### [Document excerpt]
From: [d--ks--e] at [bronze.lcs.mit.edu] (Arian Wolverton)
Newsgroups: alt.hemp,alt.drugs,talk.politics.drugs
Subject: Montana Marijuana Tax Case
Date: 5 Oct 1994 13:30:24 -0400

Here is a (sort of) old article. It was in the Boston Herald from Tuesday,
June 7, 1994, page 3. Thought some might find it interesting.

"Court Nixes Drug Tax In Montana Pot Bust"

WASHINGTON - The Supreme Court ruled yesterday states cannot exact a tax
on illegal drugs from someone convicted of drug possession. The high
court, in a 5-4 decision, struck down Montana's $100-an-ounce tax on the
possession of marijuana on the grounds it violates constitutional
protection against double jeopardy. The decision has far-reaching
applications as at least 22 other states have imposed similar marijuana
taxes. The court's decision also freed a family from having to pay
$181,000 in dangerous-drug taxes for growing marijuana on the Choteau
County, Mont., ranch and farm it used to own. Richard and Judith Kurth
pleaded guilty after police and federal agents raided their farm in 1987
and found 2,155 marijuana plants and more than 100 lbs. of harvested
marijuana. Kurth was Montana's Conservation Rancher of the Year in 1971,
but by the mid-1980's the ranch was $2 million in debt. Trying to save it,
the Kurths began growing and selling marijuana. Justice John Paul Stevens,
writing for the majority, said the tax appears to be motivated more for
punishment than for the usual revenue-raising purposes. "In addition, it
purports to be a property tax, yet it is levied on goods - here the
destroyed marijuana plants - that the taxpayer neither owns nor posseses,"

### [What to work on]
• A. From the Montana marijuana tax post, return everything from "Newsgroups: alt.hemp,alt.drugs,talk.politics.drugs" down to "find it interesting.".
• B. According to the Montana marijuana tax post, by what vote did the Supreme Court strike down Montana's tax?
Rely solely on the text above.

### [Stored records]
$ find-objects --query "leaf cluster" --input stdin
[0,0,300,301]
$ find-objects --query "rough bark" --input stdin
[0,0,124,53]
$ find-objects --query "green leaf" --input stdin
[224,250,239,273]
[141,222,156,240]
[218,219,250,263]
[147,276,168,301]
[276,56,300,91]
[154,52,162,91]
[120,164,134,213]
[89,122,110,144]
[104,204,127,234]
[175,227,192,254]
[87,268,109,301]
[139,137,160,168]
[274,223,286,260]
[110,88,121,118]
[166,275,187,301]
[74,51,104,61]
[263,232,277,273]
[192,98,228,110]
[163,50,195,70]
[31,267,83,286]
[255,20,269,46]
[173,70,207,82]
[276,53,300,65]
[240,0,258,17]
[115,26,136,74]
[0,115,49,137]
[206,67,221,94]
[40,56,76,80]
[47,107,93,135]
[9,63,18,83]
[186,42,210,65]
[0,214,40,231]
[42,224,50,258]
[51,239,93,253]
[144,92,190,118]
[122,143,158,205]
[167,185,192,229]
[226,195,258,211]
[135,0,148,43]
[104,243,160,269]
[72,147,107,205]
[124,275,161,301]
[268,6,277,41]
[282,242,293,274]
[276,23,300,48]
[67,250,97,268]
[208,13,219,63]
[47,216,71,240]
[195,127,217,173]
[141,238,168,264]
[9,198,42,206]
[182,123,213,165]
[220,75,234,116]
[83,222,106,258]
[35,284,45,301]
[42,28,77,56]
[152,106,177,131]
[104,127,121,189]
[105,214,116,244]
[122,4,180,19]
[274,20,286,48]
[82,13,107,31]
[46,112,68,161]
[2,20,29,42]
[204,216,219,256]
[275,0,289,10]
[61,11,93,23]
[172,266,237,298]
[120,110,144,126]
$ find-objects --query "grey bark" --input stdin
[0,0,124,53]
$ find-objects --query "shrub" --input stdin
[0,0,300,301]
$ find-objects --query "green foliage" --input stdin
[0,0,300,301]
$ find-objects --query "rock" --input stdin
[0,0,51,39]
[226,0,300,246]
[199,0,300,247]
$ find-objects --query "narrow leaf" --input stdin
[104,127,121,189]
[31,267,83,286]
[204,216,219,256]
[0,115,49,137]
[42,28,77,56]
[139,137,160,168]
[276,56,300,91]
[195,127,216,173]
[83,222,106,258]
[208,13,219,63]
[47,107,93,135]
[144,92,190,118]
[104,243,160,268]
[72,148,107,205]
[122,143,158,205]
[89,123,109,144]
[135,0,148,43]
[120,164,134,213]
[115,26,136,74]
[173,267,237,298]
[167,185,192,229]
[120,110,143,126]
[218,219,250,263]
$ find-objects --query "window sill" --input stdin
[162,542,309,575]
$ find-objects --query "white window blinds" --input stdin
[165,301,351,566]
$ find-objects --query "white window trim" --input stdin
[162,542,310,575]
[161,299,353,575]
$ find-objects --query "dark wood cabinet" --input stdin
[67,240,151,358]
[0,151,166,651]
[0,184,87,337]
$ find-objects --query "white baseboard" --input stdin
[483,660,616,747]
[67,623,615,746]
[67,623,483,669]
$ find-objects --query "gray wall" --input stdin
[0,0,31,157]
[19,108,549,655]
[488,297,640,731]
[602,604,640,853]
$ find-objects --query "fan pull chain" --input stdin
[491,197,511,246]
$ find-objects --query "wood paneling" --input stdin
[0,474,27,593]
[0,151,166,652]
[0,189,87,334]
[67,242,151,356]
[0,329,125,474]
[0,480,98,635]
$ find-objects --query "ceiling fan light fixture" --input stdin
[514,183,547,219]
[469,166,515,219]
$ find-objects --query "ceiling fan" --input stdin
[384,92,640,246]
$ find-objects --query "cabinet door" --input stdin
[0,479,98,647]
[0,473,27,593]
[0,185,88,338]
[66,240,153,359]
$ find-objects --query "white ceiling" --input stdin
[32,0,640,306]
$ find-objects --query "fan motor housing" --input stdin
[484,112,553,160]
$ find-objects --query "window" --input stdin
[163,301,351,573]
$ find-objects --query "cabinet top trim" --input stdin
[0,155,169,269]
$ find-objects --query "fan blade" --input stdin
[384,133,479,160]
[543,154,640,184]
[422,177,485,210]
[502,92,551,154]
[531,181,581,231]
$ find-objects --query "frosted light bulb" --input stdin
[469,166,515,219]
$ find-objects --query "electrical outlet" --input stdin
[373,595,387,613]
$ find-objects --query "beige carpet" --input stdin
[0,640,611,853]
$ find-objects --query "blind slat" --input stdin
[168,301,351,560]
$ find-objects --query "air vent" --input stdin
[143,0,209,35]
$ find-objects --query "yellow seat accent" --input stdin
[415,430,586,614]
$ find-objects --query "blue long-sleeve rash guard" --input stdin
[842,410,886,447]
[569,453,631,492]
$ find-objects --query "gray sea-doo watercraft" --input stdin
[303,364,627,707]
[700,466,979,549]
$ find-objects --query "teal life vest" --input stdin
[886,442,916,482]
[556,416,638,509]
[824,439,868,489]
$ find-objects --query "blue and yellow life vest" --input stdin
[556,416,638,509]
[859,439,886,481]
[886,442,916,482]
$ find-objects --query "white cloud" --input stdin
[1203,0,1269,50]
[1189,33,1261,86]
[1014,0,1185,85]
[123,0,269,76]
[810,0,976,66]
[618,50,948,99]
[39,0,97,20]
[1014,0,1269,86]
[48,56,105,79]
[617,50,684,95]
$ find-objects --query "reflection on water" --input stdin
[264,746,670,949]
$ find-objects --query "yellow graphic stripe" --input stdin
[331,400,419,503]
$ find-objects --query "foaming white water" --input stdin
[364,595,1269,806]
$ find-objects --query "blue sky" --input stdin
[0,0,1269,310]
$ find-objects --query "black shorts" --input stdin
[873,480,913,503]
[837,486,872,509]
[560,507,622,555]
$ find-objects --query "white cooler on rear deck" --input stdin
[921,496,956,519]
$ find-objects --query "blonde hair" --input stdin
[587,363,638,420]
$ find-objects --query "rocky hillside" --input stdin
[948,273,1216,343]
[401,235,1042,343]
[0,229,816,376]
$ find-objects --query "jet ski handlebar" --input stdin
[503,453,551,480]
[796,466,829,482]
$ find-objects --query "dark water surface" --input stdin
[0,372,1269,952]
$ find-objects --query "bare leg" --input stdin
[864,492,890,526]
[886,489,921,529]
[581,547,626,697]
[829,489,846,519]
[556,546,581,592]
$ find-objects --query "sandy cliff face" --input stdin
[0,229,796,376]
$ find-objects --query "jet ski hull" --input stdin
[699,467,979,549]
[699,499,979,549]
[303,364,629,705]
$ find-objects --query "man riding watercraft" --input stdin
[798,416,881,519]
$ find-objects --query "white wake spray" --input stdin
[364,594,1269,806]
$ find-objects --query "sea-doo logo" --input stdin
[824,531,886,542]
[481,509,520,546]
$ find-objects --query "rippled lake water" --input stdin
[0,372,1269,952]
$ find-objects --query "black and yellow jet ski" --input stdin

### [Per-task outputs]
• A.
Newsgroups: alt.hemp,alt.drugs,talk.politics.drugs
Subject: Montana Marijuana Tax Case
Date: 5 Oct 1994 13:30:24 -0400

Here is a (sort of) old article. It was in the Boston Herald from Tuesday,
June 7, 1994, page 3. Thought some might find it interesting.

• B. By a 5-4 decision.